----- Exercise materials -----

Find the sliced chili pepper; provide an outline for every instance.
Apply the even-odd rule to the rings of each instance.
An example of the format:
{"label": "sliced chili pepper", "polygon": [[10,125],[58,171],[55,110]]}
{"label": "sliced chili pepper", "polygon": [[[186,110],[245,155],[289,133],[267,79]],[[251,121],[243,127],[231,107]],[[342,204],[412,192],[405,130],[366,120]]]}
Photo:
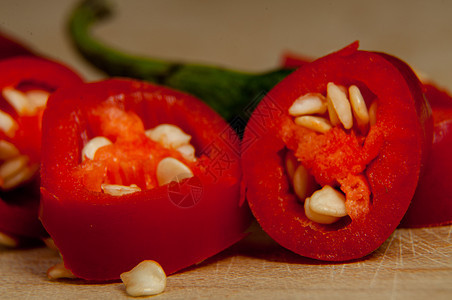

-----

Problem details:
Please present every line of the entries above as a Markdown table with the columns Row and Line, skipping any blank lines. Leave the pictures out of the table.

Result below:
| Row | Line |
|---|---|
| 1 | Find the sliced chili pepper; provide an outline for every instance. |
| 2 | Apply the even-odd rule to the rings of each instance. |
| 3 | An example of the format: |
| 4 | {"label": "sliced chili pepper", "polygon": [[10,125],[58,171],[55,110]]} |
| 5 | {"label": "sliced chili pepper", "polygon": [[[186,110],[245,155],[289,133],[267,79]],[[251,121],[243,127],[231,107]],[[342,204],[412,192],[405,130],[366,120]]]} |
| 6 | Photo: |